**Instructions to follow**
Please rewrite the entries below, changing "each occurrence" to "every occurrence" wherever it occurs and keeping everything else the same.

**Record excerpts**

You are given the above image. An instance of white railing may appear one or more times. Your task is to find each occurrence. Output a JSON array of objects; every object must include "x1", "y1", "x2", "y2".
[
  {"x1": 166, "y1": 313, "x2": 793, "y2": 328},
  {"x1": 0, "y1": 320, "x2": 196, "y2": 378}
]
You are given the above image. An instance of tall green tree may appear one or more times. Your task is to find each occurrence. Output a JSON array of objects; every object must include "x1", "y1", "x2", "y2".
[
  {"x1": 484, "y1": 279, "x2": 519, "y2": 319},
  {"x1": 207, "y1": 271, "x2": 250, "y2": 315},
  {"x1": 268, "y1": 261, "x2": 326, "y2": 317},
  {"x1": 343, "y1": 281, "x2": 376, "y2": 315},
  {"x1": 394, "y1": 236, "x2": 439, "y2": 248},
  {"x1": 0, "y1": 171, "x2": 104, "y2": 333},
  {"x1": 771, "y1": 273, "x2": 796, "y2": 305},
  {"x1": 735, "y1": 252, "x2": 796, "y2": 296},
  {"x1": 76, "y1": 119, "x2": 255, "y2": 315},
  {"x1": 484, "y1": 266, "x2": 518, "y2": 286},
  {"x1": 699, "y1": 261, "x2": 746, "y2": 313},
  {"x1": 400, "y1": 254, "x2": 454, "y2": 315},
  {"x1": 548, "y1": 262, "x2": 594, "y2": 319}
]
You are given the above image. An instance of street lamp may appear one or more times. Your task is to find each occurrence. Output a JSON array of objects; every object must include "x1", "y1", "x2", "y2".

**Output for this exercise**
You are given the above image. An instance of white railing may appear one or more times. Your task is to find every occurrence. Output a JSON array of objects; every object must include "x1", "y1", "x2", "y2".
[
  {"x1": 166, "y1": 313, "x2": 793, "y2": 328},
  {"x1": 0, "y1": 320, "x2": 196, "y2": 378}
]
You are given the above image. An instance of tall green tree may appear one or more times. Your task is to find every occurrence. Output a JSON array of objects; every object must include "x1", "y1", "x2", "y2".
[
  {"x1": 484, "y1": 279, "x2": 519, "y2": 319},
  {"x1": 207, "y1": 271, "x2": 250, "y2": 315},
  {"x1": 268, "y1": 261, "x2": 326, "y2": 317},
  {"x1": 343, "y1": 281, "x2": 376, "y2": 315},
  {"x1": 394, "y1": 236, "x2": 439, "y2": 248},
  {"x1": 0, "y1": 171, "x2": 104, "y2": 333},
  {"x1": 771, "y1": 273, "x2": 796, "y2": 305},
  {"x1": 735, "y1": 252, "x2": 796, "y2": 296},
  {"x1": 76, "y1": 119, "x2": 255, "y2": 315},
  {"x1": 484, "y1": 266, "x2": 518, "y2": 286},
  {"x1": 699, "y1": 261, "x2": 746, "y2": 313},
  {"x1": 400, "y1": 254, "x2": 454, "y2": 315},
  {"x1": 548, "y1": 262, "x2": 594, "y2": 319}
]
You are given the above image. An instance of street lamp may appear one or more times. Your task is to find every occurrence. Output a JSON array of objects; every object must include "x1", "y1", "x2", "y2".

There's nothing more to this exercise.